> [RECORDS SHOWN]
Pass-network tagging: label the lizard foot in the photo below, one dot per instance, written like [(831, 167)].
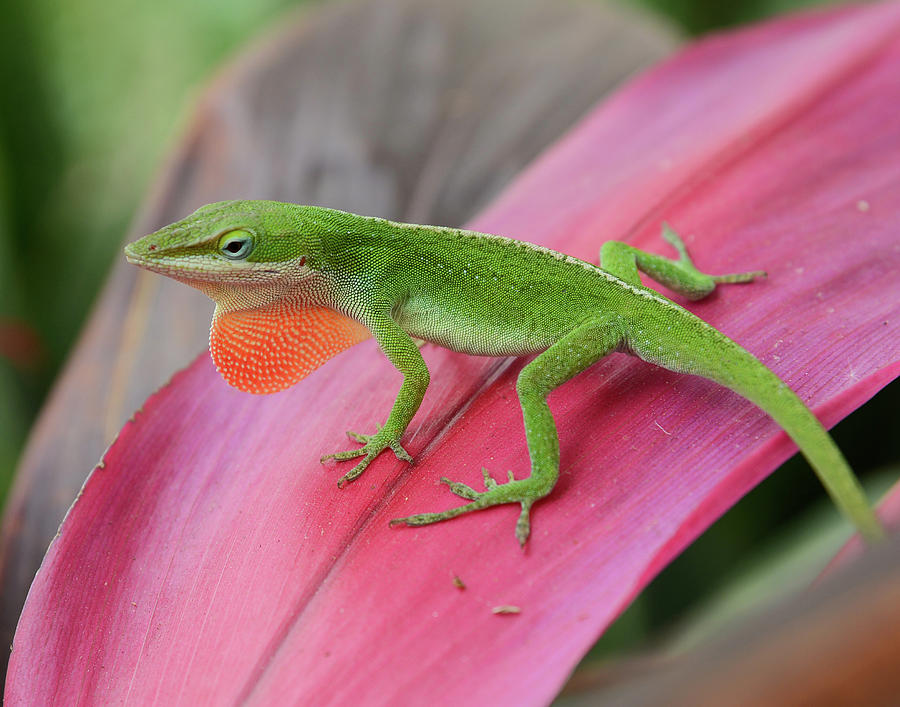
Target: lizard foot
[(523, 491), (373, 445)]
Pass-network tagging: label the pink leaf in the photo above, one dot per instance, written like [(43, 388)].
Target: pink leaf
[(212, 559)]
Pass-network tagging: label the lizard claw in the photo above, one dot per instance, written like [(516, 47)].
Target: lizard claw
[(373, 445)]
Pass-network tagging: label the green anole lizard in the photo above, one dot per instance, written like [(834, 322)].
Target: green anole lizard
[(296, 285)]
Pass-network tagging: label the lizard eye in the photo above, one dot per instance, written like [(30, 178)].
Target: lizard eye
[(236, 245)]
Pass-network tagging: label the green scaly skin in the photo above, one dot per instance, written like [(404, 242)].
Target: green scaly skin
[(489, 296)]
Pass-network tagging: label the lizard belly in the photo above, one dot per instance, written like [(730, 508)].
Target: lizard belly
[(468, 333)]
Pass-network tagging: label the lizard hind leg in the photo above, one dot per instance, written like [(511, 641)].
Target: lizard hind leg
[(583, 346), (681, 275)]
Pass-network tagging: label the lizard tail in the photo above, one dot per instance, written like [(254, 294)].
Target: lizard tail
[(701, 350)]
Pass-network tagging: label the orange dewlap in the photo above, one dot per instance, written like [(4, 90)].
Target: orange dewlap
[(270, 349)]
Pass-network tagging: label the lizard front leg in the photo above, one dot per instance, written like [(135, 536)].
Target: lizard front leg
[(583, 346), (402, 351)]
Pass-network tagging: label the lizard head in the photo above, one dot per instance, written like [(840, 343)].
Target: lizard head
[(249, 249)]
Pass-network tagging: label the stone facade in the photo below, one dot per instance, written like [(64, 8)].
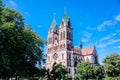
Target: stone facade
[(60, 49)]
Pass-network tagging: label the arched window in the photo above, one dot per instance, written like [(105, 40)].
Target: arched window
[(61, 35), (87, 59), (62, 56), (62, 23), (69, 70), (64, 35)]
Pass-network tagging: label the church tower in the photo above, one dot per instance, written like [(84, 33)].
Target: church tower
[(60, 49), (52, 44), (66, 44)]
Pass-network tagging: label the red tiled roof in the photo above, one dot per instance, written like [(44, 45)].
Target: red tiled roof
[(88, 50)]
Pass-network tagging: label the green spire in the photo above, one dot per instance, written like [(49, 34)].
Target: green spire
[(54, 24), (65, 17), (81, 46)]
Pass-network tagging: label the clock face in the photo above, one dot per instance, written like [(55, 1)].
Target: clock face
[(55, 56)]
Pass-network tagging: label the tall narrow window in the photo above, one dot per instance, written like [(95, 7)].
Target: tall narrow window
[(64, 35), (87, 59), (62, 56), (69, 70), (61, 35)]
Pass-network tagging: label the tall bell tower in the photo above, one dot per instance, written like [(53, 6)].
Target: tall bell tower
[(66, 44), (52, 44)]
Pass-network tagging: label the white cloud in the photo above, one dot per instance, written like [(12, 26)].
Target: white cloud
[(102, 26), (12, 3), (39, 26), (84, 40), (117, 18), (108, 43), (90, 28), (118, 47), (108, 37), (86, 34)]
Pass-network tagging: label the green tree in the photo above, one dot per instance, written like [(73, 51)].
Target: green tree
[(98, 72), (59, 72), (112, 66), (20, 46), (84, 70)]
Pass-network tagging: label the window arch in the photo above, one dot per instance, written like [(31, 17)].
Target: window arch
[(87, 59), (63, 34)]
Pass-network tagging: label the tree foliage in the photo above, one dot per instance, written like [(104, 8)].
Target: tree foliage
[(112, 66), (86, 71), (59, 72), (20, 46)]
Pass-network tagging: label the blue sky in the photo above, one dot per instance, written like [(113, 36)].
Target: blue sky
[(96, 22)]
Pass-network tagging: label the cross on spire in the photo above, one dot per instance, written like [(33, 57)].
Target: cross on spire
[(65, 10)]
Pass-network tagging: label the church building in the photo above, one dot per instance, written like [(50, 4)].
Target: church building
[(60, 48)]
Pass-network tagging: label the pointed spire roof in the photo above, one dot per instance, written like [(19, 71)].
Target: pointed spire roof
[(54, 24), (65, 17)]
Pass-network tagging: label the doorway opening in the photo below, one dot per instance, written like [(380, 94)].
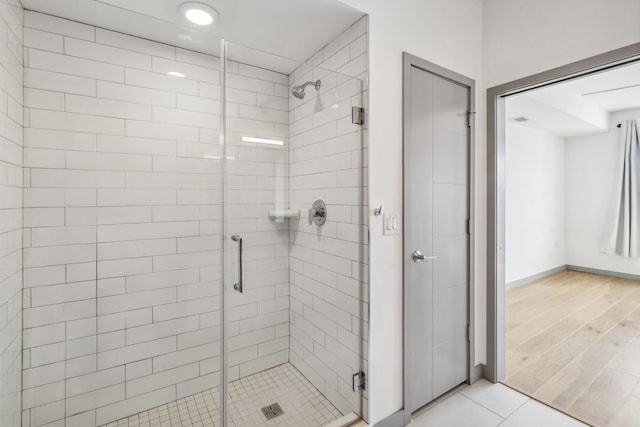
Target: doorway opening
[(563, 326)]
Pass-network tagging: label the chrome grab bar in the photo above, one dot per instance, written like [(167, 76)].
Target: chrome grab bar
[(239, 286)]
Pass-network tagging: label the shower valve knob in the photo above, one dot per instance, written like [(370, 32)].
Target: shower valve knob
[(318, 213)]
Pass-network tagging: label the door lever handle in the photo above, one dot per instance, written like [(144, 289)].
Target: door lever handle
[(418, 256)]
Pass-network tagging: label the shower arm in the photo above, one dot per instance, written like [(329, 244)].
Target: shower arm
[(315, 84)]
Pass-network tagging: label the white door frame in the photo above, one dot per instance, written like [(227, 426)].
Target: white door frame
[(495, 368), (410, 61)]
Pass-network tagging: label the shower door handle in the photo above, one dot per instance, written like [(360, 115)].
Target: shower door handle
[(239, 286)]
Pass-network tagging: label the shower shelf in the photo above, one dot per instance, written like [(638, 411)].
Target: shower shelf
[(284, 213)]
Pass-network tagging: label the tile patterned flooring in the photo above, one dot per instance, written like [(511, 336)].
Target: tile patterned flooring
[(489, 405), (302, 403), (573, 342)]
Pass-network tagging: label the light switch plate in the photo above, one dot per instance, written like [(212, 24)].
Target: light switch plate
[(391, 223)]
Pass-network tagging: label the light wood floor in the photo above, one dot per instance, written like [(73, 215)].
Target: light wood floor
[(573, 342)]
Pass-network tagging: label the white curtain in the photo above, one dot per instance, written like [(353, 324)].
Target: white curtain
[(623, 231)]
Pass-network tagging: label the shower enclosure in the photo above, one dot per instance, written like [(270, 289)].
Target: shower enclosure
[(194, 231)]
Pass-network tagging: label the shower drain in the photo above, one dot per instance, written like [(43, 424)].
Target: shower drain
[(272, 411)]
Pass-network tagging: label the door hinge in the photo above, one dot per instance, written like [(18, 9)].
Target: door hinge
[(357, 115), (469, 115), (358, 381)]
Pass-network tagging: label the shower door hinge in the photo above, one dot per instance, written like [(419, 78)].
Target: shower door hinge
[(357, 115), (358, 381)]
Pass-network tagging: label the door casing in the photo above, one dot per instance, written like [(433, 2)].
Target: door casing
[(410, 61)]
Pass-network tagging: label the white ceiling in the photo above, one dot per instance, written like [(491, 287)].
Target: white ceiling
[(579, 106), (291, 31)]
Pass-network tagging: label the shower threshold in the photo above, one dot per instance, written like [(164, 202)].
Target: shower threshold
[(302, 404)]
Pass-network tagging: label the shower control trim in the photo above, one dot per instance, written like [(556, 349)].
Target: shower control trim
[(318, 213)]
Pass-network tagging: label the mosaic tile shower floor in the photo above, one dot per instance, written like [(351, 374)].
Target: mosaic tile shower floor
[(302, 403)]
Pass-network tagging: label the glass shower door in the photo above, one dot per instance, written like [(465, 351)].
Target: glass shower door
[(295, 241)]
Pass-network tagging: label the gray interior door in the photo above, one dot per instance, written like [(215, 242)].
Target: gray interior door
[(436, 211)]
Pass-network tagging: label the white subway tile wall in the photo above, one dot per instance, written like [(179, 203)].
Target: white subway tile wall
[(11, 181), (328, 281), (122, 244)]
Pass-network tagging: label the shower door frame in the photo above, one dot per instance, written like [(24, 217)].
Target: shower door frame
[(364, 299)]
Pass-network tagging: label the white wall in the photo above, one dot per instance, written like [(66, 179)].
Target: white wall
[(449, 34), (11, 180), (520, 38), (592, 167), (535, 201), (524, 37)]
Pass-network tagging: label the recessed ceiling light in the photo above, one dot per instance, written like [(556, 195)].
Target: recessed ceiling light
[(199, 13)]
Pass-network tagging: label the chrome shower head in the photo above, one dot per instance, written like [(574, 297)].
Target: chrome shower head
[(298, 91)]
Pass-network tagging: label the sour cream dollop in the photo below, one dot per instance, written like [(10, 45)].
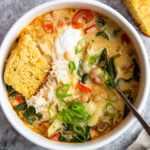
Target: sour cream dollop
[(67, 41)]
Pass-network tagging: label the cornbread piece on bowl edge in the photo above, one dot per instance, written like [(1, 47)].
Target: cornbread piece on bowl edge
[(26, 68), (140, 11)]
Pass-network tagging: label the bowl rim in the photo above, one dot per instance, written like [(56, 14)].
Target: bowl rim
[(34, 137)]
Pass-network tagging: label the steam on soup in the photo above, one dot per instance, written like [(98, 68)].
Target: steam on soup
[(81, 54)]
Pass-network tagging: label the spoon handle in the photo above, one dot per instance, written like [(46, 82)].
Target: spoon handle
[(133, 109)]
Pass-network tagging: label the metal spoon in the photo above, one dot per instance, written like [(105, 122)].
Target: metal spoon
[(133, 109)]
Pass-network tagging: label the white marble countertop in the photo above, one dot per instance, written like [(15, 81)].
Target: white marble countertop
[(10, 11)]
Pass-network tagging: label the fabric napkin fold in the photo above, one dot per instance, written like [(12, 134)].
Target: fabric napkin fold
[(141, 143)]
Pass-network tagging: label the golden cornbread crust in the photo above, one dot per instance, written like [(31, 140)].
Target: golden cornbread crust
[(26, 68), (140, 11)]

> [EXERCISE DIRECTIONS] Could you give the lines from the one containing "Pass-network tagging: label the green tree" up to and including the one containing "[(98, 72), (59, 72), (112, 66), (20, 46), (84, 70)]" as a numbered list, leaving out any blank lines?

> [EXERCISE OUTPUT]
1. Pass-network tagging: label the green tree in the photo above, one dot per instance, written like [(73, 51)].
2. Target: green tree
3. [(98, 72), (59, 72), (112, 66), (20, 46), (84, 70)]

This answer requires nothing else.